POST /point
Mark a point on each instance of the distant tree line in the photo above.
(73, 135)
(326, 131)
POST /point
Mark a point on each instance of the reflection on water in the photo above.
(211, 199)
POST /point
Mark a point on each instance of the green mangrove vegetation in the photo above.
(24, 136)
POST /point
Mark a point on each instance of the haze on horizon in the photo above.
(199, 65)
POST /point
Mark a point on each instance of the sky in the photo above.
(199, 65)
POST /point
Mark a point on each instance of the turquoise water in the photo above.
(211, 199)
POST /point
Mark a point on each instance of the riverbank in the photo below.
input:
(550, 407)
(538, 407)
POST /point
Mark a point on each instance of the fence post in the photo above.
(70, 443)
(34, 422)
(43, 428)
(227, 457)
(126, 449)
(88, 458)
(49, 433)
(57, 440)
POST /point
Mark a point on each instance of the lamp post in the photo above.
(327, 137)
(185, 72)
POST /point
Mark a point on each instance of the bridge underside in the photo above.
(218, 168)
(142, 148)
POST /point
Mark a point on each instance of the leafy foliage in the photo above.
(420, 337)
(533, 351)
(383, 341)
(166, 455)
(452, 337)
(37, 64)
* * * * * * * * *
- _What is expected_
Set down every line of the listing above again, exactly as given.

- _Output for this exercise_
POST /point
Mark a point on each instance of the distant tree line in the photo above.
(73, 135)
(326, 131)
POST /point
Mark a point on each instance of the reflection on water in the photo above.
(211, 199)
POST /point
Mark a point on each instance of the green mangrove vegetation in the photo above.
(24, 136)
POST /point
Mark a point on each instance of the haze on horizon in the photo above.
(199, 65)
POST /point
Mark a point on each instance of the sky in the photo above.
(199, 65)
POST /point
Mark a point on each instance of the turquoise water in the photo above.
(211, 199)
POST /point
Mark a point on each instance of the riverbank in the photo below.
input:
(550, 407)
(538, 407)
POST /point
Mark a point on each instance of the fence post in the photo above.
(70, 443)
(34, 422)
(43, 428)
(227, 457)
(126, 449)
(88, 458)
(49, 433)
(57, 440)
POST /point
Mark a point on each instance of the lamp post in the photo above.
(327, 137)
(185, 72)
POST /point
Mark a point on each instance of the bridge underside in the photo above.
(218, 168)
(142, 148)
POST /point
Mark a point on each instance of the leafy foliage in the photo above.
(420, 337)
(533, 351)
(383, 341)
(166, 455)
(452, 337)
(37, 64)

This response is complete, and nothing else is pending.